◆ 抜粋
══════

フッ、今月はちゃ あ んと覚えてるぜ…!


なにを書くかもとうに決めてた。諸方面において多忙なうちの向日葵ちゃんがここを覗いたときのオヤツ代わりに、ひとつ手記でも書き置くことにする。今回は、俺があの子を「向日葵ちゃん」呼びするに至った仔細をふり返ろうと思う。


向日葵ちゃんは、今でこそ軽率に女の子を焼くこともなくなったわけだが、(今も妖精はよく焼いてる)(けどあいつは悪くねぇんだ)(顔がいいばかりに、やたらと妖精から好かれちまう俺が悪いのさ…。) 出逢ってしばらくの頃はそりゃもう勘繰り深くてなァ…ま、そんなとこも可愛らしかったんだけどね。さておき、その頃のやりとりがこの呼び名の起点だ。

あいつは時たま、唐突になぞかけを仕掛けてきた。古今東西の学問に精通したあいつらしく、気象学や史学に文学、題材にはとんと事欠かねえ。ヒントもなにもない、シンプルなそれらから意図をさぐるのは難しい反面、パズルめいて楽しくもあった。

──…が、あるとき突然。皆目見当もつかん難解な問いを受けた俺は、すっかりお手上げで降参する他なかったんだ。

══════

◆ 未加工データ
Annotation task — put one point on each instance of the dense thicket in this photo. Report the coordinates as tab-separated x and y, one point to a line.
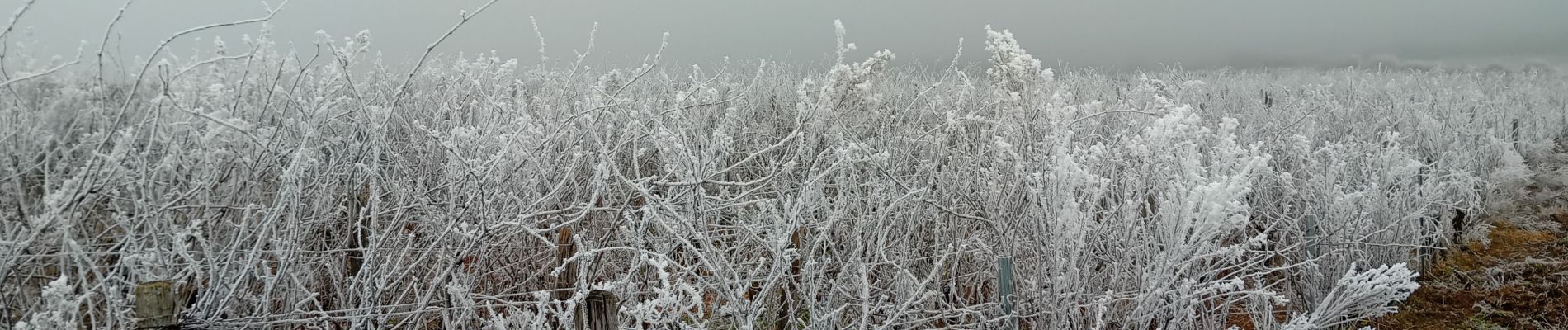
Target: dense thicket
319	188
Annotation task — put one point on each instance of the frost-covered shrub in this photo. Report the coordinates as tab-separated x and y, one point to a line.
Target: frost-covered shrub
286	191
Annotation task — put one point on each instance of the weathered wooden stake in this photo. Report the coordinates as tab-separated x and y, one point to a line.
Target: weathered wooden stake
156	305
1004	288
1515	134
602	310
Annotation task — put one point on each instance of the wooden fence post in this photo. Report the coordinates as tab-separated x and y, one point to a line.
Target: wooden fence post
602	310
156	305
1004	288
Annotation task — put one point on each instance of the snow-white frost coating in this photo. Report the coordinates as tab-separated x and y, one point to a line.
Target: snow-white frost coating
324	188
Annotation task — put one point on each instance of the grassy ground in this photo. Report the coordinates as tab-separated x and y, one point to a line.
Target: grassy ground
1515	279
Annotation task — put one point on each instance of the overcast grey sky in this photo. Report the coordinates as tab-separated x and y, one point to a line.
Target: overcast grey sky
1081	33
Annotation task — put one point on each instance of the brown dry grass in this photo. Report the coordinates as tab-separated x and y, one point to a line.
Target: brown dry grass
1517	282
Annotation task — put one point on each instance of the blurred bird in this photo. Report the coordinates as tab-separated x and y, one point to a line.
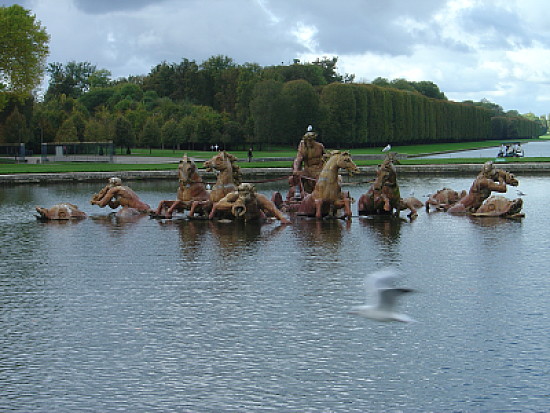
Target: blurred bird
383	296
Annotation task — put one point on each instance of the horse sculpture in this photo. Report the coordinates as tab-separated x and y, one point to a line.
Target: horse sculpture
383	197
327	196
191	189
443	199
488	180
228	179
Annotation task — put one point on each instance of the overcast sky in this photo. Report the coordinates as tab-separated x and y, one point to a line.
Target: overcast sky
472	49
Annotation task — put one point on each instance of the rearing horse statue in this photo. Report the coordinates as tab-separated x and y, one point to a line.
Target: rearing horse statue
191	189
384	197
327	196
228	179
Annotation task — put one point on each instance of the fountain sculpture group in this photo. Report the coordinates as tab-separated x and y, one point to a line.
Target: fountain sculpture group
315	191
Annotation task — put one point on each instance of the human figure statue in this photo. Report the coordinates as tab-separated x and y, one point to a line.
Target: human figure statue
488	180
308	162
114	194
245	203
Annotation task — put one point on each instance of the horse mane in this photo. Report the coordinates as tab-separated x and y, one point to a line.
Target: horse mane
328	155
236	169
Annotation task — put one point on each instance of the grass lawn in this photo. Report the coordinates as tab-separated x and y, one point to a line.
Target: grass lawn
64	167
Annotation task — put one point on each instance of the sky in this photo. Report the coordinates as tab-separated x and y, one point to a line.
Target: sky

══════

◆ 要件 1
抜粋の記述に基づき、次の問いに答えてください。
(a) 書き手は今回の手記で何をふり返ると述べていますか。
(b) なぞかけの題材として挙げられている学問は何ですか。
(c) 皆目見当もつかない難解な問いを受けたとき、書き手はどうしましたか。
◆ 要件 2
抜粋中の「あいつは時たま、唐突になぞかけを仕掛けてきた。」という一文を英語に訳してください。
◆ 要件 3
抜粋から、「フッ、今月はちゃ あ んと覚えてるぜ…!」から「げで降参する他なかったんだ。」までの部分を、両端を含めて一字一句変えずに抜き出してください。

◆ 実行結果 1
(a) あの子を「向日葵ちゃん」と呼ぶに至った仔細です。
(b) 気象学、史学、文学です。
(c) すっかりお手上げで、降参するほかありませんでした。

◆ 実行結果 2
Every now and then, that one would abruptly spring a riddle on me.

◆ 実行結果 3
フッ、今月はちゃ あ んと覚えてるぜ…!


なにを書くかもとうに決めてた。諸方面において多忙なうちの向日葵ちゃんがここを覗いたときのオヤツ代わりに、ひとつ手記でも書き置くことにする。今回は、俺があの子を「向日葵ちゃん」呼びするに至った仔細をふり返ろうと思う。


向日葵ちゃんは、今でこそ軽率に女の子を焼くこともなくなったわけだが、(今も妖精はよく焼いてる)(けどあいつは悪くねぇんだ)(顔がいいばかりに、やたらと妖精から好かれちまう俺が悪いのさ…。) 出逢ってしばらくの頃はそりゃもう勘繰り深くてなァ…ま、そんなとこも可愛らしかったんだけどね。さておき、その頃のやりとりがこの呼び名の起点だ。

あいつは時たま、唐突になぞかけを仕掛けてきた。古今東西の学問に精通したあいつらしく、気象学や史学に文学、題材にはとんと事欠かねえ。ヒントもなにもない、シンプルなそれらから意図をさぐるのは難しい反面、パズルめいて楽しくもあった。

──…が、あるとき突然。皆目見当もつかん難解な問いを受けた俺は、すっかりお手上げで降参する他なかったんだ。